In the entries below, the line with "Tag the duck's" marks the start. Return it and every following line exactly, ending with the last.

*** Opening Task material ***

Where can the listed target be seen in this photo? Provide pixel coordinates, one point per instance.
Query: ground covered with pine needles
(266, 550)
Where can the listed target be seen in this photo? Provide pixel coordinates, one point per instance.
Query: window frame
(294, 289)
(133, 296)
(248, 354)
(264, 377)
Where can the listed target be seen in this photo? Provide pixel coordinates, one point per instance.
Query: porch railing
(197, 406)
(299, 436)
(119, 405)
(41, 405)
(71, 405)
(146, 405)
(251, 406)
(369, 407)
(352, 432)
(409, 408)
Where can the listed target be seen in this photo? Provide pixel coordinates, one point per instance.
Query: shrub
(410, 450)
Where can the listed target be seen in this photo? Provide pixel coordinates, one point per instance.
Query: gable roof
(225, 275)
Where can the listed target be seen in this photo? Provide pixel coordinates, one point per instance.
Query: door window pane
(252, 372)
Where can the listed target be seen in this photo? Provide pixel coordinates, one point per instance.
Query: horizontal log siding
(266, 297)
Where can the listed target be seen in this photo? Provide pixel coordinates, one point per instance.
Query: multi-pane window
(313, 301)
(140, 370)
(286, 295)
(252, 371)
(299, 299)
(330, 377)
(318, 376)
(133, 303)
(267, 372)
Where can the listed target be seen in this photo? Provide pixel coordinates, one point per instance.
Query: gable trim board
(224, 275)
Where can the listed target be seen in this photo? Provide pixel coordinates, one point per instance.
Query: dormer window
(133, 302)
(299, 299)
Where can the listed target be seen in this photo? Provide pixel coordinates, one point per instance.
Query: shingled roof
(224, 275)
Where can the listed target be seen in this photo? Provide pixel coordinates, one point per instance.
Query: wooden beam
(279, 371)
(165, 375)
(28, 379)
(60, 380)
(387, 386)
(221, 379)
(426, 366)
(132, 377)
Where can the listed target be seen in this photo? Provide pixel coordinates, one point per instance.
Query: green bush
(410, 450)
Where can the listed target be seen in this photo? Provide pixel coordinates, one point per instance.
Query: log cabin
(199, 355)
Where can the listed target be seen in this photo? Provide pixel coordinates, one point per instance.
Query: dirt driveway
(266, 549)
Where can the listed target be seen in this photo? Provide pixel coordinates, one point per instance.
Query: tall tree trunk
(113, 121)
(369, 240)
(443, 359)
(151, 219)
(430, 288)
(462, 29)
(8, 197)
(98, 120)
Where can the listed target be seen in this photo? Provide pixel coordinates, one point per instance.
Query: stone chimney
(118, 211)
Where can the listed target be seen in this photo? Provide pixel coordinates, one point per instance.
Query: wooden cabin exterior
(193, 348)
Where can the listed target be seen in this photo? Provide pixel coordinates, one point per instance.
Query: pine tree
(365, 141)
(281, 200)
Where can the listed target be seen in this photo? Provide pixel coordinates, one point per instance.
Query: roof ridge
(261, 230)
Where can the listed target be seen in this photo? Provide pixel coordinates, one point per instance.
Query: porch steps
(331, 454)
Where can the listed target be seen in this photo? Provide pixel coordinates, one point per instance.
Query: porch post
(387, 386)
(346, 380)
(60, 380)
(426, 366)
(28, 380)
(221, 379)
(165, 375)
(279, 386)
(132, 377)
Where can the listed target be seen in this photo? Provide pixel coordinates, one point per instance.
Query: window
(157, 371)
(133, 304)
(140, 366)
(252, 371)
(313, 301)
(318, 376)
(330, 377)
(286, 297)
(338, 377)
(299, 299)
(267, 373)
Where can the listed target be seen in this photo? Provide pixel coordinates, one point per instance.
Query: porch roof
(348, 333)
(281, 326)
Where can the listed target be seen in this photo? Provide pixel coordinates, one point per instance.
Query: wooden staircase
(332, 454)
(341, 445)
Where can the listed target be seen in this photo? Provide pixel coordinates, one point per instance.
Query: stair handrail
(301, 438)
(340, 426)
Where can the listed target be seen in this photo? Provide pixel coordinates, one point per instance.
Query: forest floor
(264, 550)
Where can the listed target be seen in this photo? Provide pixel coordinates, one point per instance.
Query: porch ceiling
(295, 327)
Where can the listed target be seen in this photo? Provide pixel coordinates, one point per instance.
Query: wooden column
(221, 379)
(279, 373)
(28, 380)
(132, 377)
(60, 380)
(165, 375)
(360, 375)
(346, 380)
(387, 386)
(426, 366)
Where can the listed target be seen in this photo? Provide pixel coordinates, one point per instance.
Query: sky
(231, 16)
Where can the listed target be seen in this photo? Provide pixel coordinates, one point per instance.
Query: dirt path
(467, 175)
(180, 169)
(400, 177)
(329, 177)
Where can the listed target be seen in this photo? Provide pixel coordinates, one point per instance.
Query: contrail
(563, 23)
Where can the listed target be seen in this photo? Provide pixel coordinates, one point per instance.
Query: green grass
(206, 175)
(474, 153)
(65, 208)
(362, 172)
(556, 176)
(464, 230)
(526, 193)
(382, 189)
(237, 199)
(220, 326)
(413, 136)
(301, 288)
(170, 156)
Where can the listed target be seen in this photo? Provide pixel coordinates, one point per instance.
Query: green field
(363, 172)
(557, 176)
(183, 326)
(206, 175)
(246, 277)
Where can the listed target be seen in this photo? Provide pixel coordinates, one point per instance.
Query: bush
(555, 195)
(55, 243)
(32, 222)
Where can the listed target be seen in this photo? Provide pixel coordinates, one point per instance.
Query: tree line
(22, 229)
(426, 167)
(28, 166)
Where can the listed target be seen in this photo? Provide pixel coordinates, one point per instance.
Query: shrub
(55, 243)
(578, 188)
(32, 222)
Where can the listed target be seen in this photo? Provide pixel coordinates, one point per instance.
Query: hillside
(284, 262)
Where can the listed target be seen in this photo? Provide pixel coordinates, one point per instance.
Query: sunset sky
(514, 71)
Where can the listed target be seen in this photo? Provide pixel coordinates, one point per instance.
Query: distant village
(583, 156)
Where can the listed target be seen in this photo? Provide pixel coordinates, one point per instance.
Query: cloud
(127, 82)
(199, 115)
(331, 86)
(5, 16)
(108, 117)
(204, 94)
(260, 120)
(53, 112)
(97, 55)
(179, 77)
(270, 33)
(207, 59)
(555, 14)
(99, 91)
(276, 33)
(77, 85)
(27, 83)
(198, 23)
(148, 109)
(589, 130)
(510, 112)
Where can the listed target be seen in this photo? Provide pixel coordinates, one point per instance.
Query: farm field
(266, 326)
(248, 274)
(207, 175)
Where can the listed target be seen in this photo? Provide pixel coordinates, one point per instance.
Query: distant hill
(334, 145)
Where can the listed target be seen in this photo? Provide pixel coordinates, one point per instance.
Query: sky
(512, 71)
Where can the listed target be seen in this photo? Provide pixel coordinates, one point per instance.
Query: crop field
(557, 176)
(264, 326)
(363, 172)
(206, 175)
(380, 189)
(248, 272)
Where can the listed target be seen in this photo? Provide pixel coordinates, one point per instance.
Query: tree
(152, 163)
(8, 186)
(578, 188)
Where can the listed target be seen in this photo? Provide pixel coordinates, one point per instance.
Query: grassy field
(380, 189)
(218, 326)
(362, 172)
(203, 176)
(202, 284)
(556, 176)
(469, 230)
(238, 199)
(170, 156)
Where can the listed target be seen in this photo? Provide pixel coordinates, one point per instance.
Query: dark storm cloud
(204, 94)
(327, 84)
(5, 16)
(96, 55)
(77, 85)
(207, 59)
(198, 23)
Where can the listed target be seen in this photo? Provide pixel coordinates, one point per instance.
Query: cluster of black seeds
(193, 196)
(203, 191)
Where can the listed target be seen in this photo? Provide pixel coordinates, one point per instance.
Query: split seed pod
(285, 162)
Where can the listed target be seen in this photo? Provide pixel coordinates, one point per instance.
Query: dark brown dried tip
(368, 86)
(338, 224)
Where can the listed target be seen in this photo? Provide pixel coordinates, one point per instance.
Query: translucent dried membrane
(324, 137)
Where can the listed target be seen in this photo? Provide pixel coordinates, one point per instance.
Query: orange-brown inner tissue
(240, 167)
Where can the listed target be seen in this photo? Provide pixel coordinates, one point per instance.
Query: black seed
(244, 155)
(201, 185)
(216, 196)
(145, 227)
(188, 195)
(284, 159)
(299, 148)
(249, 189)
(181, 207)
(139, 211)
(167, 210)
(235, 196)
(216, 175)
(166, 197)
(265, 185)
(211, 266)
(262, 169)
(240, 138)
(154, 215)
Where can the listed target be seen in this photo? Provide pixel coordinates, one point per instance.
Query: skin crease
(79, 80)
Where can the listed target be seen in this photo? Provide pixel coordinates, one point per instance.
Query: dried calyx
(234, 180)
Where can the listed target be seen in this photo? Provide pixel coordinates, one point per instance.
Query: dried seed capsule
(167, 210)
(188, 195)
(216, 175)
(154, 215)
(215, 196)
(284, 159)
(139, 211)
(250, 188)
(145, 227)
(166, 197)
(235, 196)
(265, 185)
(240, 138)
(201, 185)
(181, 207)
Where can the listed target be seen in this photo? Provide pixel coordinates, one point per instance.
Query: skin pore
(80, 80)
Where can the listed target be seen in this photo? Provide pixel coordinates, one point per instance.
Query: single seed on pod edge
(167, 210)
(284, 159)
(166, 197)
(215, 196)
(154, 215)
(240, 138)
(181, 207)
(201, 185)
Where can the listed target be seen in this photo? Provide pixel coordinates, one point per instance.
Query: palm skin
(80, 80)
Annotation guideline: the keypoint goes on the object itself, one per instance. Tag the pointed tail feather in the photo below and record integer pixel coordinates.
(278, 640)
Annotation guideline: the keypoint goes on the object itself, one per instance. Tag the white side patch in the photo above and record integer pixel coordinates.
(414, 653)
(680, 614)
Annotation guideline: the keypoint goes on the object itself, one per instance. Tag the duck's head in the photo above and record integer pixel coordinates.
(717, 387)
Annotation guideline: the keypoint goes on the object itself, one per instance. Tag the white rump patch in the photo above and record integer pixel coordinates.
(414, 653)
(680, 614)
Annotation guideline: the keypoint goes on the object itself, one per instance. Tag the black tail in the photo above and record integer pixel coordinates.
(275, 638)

*** Closing Task material ***

• **Output below**:
Annotation guideline: the keypoint goes on the object itself, one per instance. Tag the duck's head in the photo above and record integer pixel coordinates.
(717, 387)
Annotation guideline: the keypoint goes on the object itself, one per instance. Tag the white rump patch in the photo above and record integer pixel coordinates.
(414, 653)
(680, 614)
Annotation guideline: the keypoint goes on the object itself, one per instance. Tag the black tail in the photo above and record integer pixel coordinates.
(275, 638)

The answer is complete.